◆ **TAREAS**:
1) Responde según el fragmento de origen:
(a) ¿Cuántos años dice tener quien relata?
(b) ¿Cuántos años ha dedicado a servir a Jehová?
(c) ¿Dónde terminó durante la segunda guerra mundial?
2) Escribe la continuación del relato sobre servir a Jehová en tiempos difíciles, a partir de su última oración.

◆ **FRAGMENTO DE ORIGEN**:
--------

Jehová ha dejado que le sirva incluso en tiempos difíciles

Jehová ha dejado que le sirva incluso en tiempos difíciles

Relatado por Maatje de Jonge-van den Heuvel

TENGO 98 años, de los cuales he dedicado setenta a servir a mi amado Dios, Jehová. Y no ha sido fácil vivir mi fe. En la segunda guerra mundial terminé en un campo de concentración. Allí me desanimé tanto que tomé una decisión que lamenté toda la vida. Años más tarde pasé por otra situación muy dolorosa. Aun así, me siento muy agradecida a Jehová por dejar que le sirviera incluso en tiempos difíciles.

--------

◆ **LISTADO PROPORCIONADO**:
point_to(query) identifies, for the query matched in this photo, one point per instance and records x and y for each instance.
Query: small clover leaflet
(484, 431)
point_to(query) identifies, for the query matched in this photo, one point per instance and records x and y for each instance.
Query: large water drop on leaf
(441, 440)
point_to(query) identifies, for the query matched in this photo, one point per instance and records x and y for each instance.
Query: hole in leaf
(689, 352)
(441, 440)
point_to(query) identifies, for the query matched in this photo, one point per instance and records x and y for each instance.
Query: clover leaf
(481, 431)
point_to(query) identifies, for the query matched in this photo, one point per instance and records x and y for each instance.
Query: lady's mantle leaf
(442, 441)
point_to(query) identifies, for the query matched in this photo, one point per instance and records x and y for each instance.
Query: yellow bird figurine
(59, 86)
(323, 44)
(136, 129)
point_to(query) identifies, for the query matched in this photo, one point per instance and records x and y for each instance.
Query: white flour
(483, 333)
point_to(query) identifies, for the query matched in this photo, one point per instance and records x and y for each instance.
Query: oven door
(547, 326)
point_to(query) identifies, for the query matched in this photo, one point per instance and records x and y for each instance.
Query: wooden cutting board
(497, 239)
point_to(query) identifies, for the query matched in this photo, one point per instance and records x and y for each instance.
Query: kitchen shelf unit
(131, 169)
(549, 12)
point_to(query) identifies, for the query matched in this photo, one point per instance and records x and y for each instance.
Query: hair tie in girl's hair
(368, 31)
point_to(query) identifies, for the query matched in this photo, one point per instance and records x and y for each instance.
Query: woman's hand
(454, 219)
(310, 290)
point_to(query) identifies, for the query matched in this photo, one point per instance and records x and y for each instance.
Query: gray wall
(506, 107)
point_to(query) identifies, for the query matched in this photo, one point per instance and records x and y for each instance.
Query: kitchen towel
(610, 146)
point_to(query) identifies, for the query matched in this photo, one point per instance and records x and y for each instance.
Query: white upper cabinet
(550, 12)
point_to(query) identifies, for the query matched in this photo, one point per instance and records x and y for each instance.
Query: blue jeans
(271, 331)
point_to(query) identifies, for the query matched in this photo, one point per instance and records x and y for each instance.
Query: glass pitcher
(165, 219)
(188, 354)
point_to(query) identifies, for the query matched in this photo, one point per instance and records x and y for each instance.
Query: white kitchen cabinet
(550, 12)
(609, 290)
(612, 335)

--------

◆ **RESPUESTAS**:
1)
(a) 98 años.
(b) Setenta años.
(c) En un campo de concentración.

2)
Octubre de 1940: ese es el mes en que cambió mi vida. Yo vivía en los Países Bajos, en la ciudad de Hilversum, a 24 kilómetros (15 millas) al sureste de Ámsterdam. Era la época de la ocupación nazi. Mi esposo, Jaap de Jonge, era un hombre muy cariñoso. Llevábamos casados cinco años y teníamos una niña preciosa de tres años llamada Willy. Al lado había una familia muy pobre, que a duras penas conseguía alimentar a sus ocho hijos. Aun así, tenían como huésped permanente a un joven, al que daban cama y comida. No podía menos que preguntarme: “¿Por qué se habrán echado encima esa carga?”. En cierta ocasión fui a llevarles algunos alimentos y me enteré de que era un precursor. Él me habló del Reino de Dios y de las bendiciones que traerá. Aquellas cosas me conmovieron y no tardé en aceptar la verdad. Ese mismo año me dediqué a Jehová y me bauticé. Un año más tarde, mi esposo también se hizo Testigo.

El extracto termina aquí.